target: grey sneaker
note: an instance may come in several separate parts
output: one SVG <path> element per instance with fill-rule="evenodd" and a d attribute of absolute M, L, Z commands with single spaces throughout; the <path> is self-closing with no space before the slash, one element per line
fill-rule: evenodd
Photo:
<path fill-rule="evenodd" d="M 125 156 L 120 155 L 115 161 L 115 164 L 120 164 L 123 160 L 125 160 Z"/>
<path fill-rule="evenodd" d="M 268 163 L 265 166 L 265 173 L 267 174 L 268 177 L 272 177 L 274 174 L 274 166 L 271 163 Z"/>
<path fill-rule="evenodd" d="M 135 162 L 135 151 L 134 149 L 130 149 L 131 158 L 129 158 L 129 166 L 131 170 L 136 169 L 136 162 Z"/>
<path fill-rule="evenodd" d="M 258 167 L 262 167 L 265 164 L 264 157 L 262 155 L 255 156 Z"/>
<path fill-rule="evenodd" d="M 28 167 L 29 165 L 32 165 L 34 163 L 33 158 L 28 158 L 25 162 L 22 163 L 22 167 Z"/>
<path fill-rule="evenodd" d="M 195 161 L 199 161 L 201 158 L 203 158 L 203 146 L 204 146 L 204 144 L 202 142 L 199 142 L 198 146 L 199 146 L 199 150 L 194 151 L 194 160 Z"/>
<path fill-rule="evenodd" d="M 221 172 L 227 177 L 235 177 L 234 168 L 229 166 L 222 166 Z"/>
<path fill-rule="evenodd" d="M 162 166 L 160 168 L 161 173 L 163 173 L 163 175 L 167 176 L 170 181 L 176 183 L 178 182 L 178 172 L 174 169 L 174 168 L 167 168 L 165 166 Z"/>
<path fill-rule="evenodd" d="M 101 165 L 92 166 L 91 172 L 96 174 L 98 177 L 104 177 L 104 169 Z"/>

------------------------------------------------

Rewrite the material above, changing each occurrence of "instance" to "object" and leaving everything else untouched.

- Result below -
target: grey sneaker
note: an object may come in several separate parts
output: one SVG <path> element per object with fill-rule="evenodd" and a d attribute of absolute M, L, Z commands with single spaces throughout; the <path> is self-closing with no space before the slash, one element per line
fill-rule: evenodd
Photo:
<path fill-rule="evenodd" d="M 125 156 L 120 155 L 115 161 L 115 164 L 120 164 L 123 160 L 125 160 Z"/>
<path fill-rule="evenodd" d="M 268 163 L 265 166 L 265 173 L 267 174 L 268 177 L 272 177 L 274 174 L 274 166 L 271 163 Z"/>
<path fill-rule="evenodd" d="M 135 162 L 135 151 L 134 149 L 130 149 L 131 158 L 129 158 L 129 166 L 131 170 L 136 169 L 136 162 Z"/>
<path fill-rule="evenodd" d="M 258 167 L 262 167 L 265 164 L 264 157 L 262 155 L 255 156 Z"/>
<path fill-rule="evenodd" d="M 28 167 L 29 165 L 32 165 L 34 163 L 33 158 L 28 158 L 25 162 L 22 163 L 22 167 Z"/>
<path fill-rule="evenodd" d="M 195 161 L 199 161 L 201 158 L 203 158 L 203 146 L 204 146 L 204 144 L 202 142 L 199 142 L 198 146 L 199 146 L 199 150 L 194 151 L 194 160 Z"/>
<path fill-rule="evenodd" d="M 221 172 L 227 177 L 235 177 L 234 168 L 229 166 L 222 166 Z"/>
<path fill-rule="evenodd" d="M 162 166 L 160 168 L 161 173 L 163 173 L 163 175 L 167 176 L 170 181 L 176 183 L 178 182 L 178 172 L 174 169 L 174 168 L 167 168 L 165 166 Z"/>
<path fill-rule="evenodd" d="M 101 165 L 92 166 L 91 172 L 96 174 L 98 177 L 104 177 L 104 169 Z"/>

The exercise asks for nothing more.